**Direction**
Reproduce the listing below without any change.

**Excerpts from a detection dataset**
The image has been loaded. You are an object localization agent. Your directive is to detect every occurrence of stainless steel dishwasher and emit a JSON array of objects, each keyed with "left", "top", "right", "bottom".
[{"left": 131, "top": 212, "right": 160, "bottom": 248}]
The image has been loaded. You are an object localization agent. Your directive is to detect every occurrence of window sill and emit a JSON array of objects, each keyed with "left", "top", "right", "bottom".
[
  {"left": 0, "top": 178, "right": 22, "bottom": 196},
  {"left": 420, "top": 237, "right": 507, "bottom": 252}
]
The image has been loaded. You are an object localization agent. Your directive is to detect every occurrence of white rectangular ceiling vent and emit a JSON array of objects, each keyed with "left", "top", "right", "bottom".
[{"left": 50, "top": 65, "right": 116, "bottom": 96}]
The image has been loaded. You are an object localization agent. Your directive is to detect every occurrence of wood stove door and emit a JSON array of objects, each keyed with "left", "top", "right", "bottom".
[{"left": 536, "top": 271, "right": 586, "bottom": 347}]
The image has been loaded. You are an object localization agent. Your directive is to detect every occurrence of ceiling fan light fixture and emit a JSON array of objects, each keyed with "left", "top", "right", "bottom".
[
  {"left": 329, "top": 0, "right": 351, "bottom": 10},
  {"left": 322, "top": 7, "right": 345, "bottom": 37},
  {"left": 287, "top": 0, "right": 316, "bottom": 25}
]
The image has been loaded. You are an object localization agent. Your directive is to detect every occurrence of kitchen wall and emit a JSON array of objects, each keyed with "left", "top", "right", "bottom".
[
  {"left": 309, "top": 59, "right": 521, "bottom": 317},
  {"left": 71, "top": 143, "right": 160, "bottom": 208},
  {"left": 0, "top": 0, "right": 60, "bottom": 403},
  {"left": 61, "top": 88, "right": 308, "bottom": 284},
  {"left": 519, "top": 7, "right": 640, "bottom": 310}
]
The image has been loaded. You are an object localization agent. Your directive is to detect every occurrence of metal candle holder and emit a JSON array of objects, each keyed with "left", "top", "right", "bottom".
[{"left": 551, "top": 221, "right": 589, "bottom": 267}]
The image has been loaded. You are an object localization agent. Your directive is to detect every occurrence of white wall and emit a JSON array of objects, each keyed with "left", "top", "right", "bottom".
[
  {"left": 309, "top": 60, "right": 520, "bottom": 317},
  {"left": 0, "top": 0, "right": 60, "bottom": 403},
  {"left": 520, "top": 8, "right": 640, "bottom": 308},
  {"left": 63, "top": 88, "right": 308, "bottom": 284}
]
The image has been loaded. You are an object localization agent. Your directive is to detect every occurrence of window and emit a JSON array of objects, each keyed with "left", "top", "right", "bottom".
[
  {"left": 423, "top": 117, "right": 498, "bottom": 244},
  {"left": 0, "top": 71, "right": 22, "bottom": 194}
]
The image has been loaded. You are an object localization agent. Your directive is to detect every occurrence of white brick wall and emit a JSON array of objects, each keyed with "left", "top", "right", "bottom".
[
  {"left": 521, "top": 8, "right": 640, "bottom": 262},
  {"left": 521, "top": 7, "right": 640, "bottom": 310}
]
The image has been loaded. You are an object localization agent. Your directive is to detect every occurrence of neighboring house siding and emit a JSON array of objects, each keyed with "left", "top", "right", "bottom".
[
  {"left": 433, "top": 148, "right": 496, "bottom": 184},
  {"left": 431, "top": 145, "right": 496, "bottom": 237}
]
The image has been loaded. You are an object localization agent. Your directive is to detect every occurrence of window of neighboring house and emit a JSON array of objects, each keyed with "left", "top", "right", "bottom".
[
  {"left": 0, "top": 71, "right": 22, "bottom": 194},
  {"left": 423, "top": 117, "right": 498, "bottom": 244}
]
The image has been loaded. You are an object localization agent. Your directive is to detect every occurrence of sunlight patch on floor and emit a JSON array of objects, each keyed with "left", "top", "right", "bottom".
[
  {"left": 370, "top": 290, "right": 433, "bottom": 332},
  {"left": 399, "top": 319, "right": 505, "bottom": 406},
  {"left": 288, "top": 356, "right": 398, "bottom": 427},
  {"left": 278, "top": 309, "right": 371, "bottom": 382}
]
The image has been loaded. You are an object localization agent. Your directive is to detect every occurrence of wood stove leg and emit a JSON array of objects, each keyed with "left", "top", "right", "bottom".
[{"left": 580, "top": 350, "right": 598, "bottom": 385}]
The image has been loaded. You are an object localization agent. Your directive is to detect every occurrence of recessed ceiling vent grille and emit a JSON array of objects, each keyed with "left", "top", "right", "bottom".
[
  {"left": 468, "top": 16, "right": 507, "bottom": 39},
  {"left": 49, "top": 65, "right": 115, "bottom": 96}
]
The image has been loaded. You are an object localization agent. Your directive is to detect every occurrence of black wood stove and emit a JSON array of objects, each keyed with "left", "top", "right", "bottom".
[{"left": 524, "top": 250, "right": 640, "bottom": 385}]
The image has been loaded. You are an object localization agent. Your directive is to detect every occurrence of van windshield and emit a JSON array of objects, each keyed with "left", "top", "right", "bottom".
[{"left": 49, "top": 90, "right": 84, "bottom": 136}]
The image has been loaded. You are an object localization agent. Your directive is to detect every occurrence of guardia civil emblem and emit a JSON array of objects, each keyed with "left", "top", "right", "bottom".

**Solved problem**
The image has been loaded. You are an object localization agent. Your directive is to detect every occurrence of stainless steel dishwasher and emit a JSON array of objects, each keyed with "left", "top", "right", "bottom".
[{"left": 131, "top": 212, "right": 160, "bottom": 248}]
The image has been loaded. You are an object localization agent. Your directive is to detect every occurrence of window sill and emit a JSON array of objects, each keyed with "left", "top", "right", "bottom".
[
  {"left": 0, "top": 178, "right": 22, "bottom": 196},
  {"left": 420, "top": 237, "right": 507, "bottom": 252}
]
The image has been loaded. You are an object localization agent. Your directive is to detect every occurrence of white rectangular ceiling vent and emit a JSON array of objects, each keyed with "left", "top", "right", "bottom".
[{"left": 50, "top": 65, "right": 116, "bottom": 96}]
The image has been loaded. You are an object localization agent. Your directive is to detect every occurrence of wood stove door and emit a JSON array of objects, each keyed with "left", "top", "right", "bottom".
[{"left": 536, "top": 271, "right": 586, "bottom": 347}]
The image has been loaded. You are an object localization agent. Your directive is to detect every occurrence of ceiling fan light fixture and emit a JSON array of objects, each keyed with "left", "top", "right", "bottom".
[
  {"left": 329, "top": 0, "right": 351, "bottom": 10},
  {"left": 322, "top": 7, "right": 345, "bottom": 37},
  {"left": 287, "top": 0, "right": 316, "bottom": 25}
]
The image has been loaded. You are an object localization agent. Your directive is to detect every occurrence of kitchen wall and emit a JSON array of objects, each keyed with "left", "top", "right", "bottom".
[
  {"left": 309, "top": 59, "right": 521, "bottom": 317},
  {"left": 71, "top": 143, "right": 160, "bottom": 208},
  {"left": 0, "top": 0, "right": 60, "bottom": 403},
  {"left": 61, "top": 88, "right": 308, "bottom": 284},
  {"left": 519, "top": 7, "right": 640, "bottom": 310}
]
The image has been loaded. You are an object localization agent. Your directive is to detect every occurrence of metal candle holder and emit a JSON array of objects, each keyed with "left", "top", "right", "bottom".
[{"left": 551, "top": 221, "right": 589, "bottom": 267}]
The image has been loaded. You are an object localization agent. Your directive is to detect every occurrence of white wall and emit a JSON array of objects, each keyed with "left", "top", "right", "bottom".
[
  {"left": 309, "top": 60, "right": 520, "bottom": 317},
  {"left": 0, "top": 0, "right": 60, "bottom": 403},
  {"left": 520, "top": 8, "right": 640, "bottom": 308},
  {"left": 63, "top": 88, "right": 308, "bottom": 284}
]
The image has been loaded. You are an object localization agent. Your directive is to detect every occurrence of window and emit a JSON array of objects, each keyed with "left", "top", "right", "bottom".
[
  {"left": 423, "top": 117, "right": 498, "bottom": 244},
  {"left": 0, "top": 71, "right": 22, "bottom": 194}
]
The image has been loaded. You are an object localization agent. Your directive is to detect every occurrence of white brick wall and emit a JSON array of objects, each keyed with "left", "top", "right", "bottom".
[
  {"left": 521, "top": 8, "right": 640, "bottom": 262},
  {"left": 521, "top": 7, "right": 640, "bottom": 310}
]
The image has been loaded. You are an object localization agent. Your directive is to detect every occurrence of neighboring house siding and emit a JSON array of objects, each keyed with "left", "top", "right", "bottom".
[
  {"left": 433, "top": 148, "right": 496, "bottom": 184},
  {"left": 431, "top": 145, "right": 496, "bottom": 237}
]
The image has been loaded. You are an object localization agent. Your directive is to detect every occurrence of window of neighboring house and emit a JSON array of objects, each keyed with "left", "top", "right", "bottom".
[
  {"left": 0, "top": 71, "right": 22, "bottom": 194},
  {"left": 423, "top": 117, "right": 498, "bottom": 244}
]
The image has been loaded. You are an object localization agent. Your directive is to detect every occurrence of sunlight patch on floor and emit a JSON array of objects, each keyed with "left", "top", "right", "bottom".
[
  {"left": 370, "top": 290, "right": 433, "bottom": 332},
  {"left": 399, "top": 319, "right": 505, "bottom": 406},
  {"left": 288, "top": 356, "right": 398, "bottom": 427},
  {"left": 278, "top": 309, "right": 371, "bottom": 382}
]
The image has been loaded. You are an object localization agent. Your directive is to detect every occurrence of wood stove leg and emit a JSON array of objects, each keyed with "left", "top", "right", "bottom".
[{"left": 580, "top": 350, "right": 598, "bottom": 385}]
The image has been loaded. You are an object localization agent. Your directive is to detect every occurrence of recessed ceiling vent grille and emit a JSON array of objects, each keyed with "left", "top", "right", "bottom".
[
  {"left": 468, "top": 16, "right": 507, "bottom": 39},
  {"left": 49, "top": 65, "right": 115, "bottom": 96}
]
The image has been loaded. You are an object localization agent. Your directive is to detect every occurrence of black wood stove and emit a JSON array of objects, each keyed with "left", "top", "right", "bottom".
[{"left": 524, "top": 250, "right": 640, "bottom": 385}]
The image has been loaded. You are an object localization agent. Your directive is to detect every occurrence of van windshield and emit a JSON array of objects, each keyed with "left", "top", "right", "bottom".
[{"left": 49, "top": 90, "right": 84, "bottom": 136}]
The image has been loaded. You are an object localization agent. Your directive is to detect every occurrence of guardia civil emblem and emit a JSON array of objects, each keyed with "left", "top", "right", "bottom".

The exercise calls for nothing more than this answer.